• _AIM OF THE EXERCISE_: Copy out the stretch from the line containing "Satellite imagery analysis" through the line containing "295,397 -> 389,426", swapping "rocky island" for "small island" and changing nothing else.

Annotated coordinate records:

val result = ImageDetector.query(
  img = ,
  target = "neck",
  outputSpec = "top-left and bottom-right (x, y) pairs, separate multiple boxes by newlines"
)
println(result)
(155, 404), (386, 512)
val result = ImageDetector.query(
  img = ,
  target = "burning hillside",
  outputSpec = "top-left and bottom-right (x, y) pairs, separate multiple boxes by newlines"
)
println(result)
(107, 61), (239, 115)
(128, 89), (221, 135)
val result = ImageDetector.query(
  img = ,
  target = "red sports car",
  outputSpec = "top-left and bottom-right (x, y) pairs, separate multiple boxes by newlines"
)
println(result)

--

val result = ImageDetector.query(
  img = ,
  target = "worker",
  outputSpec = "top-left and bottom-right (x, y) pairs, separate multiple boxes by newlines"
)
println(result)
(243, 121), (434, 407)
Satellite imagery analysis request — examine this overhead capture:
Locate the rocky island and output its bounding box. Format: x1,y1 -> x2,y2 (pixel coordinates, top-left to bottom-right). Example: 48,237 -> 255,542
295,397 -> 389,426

--

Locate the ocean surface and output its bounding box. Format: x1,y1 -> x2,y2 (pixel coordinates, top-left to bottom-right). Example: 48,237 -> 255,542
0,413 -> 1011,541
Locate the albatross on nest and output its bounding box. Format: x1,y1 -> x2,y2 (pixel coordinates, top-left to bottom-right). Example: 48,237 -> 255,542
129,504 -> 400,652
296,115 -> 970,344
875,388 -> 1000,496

• _FINAL RESULT_:
Satellite imagery analysis request — examine this overhead capture:
Locate the small island and output its bounding box. Format: x1,y1 -> x2,y2 (pixel coordinates, top-left to bottom-right). Example: 48,237 -> 255,542
295,397 -> 389,426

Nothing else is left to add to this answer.